**AIM OF THE TASK**
Give the number of lines in the entries below that contain "canopy". Write nothing besides it.

[Dataset entries]
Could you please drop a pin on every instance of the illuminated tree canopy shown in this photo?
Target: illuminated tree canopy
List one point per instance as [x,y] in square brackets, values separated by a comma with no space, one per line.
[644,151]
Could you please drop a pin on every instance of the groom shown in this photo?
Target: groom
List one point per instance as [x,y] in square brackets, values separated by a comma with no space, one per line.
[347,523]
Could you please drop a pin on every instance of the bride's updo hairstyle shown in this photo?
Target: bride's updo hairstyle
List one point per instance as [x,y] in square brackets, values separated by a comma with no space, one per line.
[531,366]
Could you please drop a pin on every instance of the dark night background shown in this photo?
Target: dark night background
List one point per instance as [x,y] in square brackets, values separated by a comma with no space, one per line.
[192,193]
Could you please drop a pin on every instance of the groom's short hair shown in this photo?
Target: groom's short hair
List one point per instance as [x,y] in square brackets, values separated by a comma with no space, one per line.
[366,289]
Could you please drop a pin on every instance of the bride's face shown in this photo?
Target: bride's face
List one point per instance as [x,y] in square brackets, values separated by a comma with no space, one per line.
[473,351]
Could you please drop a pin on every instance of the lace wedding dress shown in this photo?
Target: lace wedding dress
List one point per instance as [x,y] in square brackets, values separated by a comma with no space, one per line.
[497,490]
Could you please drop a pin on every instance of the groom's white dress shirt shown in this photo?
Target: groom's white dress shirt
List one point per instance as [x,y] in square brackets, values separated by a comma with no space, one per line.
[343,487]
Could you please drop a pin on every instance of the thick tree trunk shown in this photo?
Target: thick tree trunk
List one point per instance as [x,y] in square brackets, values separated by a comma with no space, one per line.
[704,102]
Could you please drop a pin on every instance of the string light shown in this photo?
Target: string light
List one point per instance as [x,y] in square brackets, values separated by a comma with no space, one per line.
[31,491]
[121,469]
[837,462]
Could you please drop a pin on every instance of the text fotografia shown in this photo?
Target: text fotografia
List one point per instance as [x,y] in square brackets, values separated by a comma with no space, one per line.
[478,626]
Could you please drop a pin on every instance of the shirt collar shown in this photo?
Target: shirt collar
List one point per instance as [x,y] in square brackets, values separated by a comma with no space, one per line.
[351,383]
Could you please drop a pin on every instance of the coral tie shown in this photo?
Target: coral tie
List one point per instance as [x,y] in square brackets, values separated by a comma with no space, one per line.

**ANSWER**
2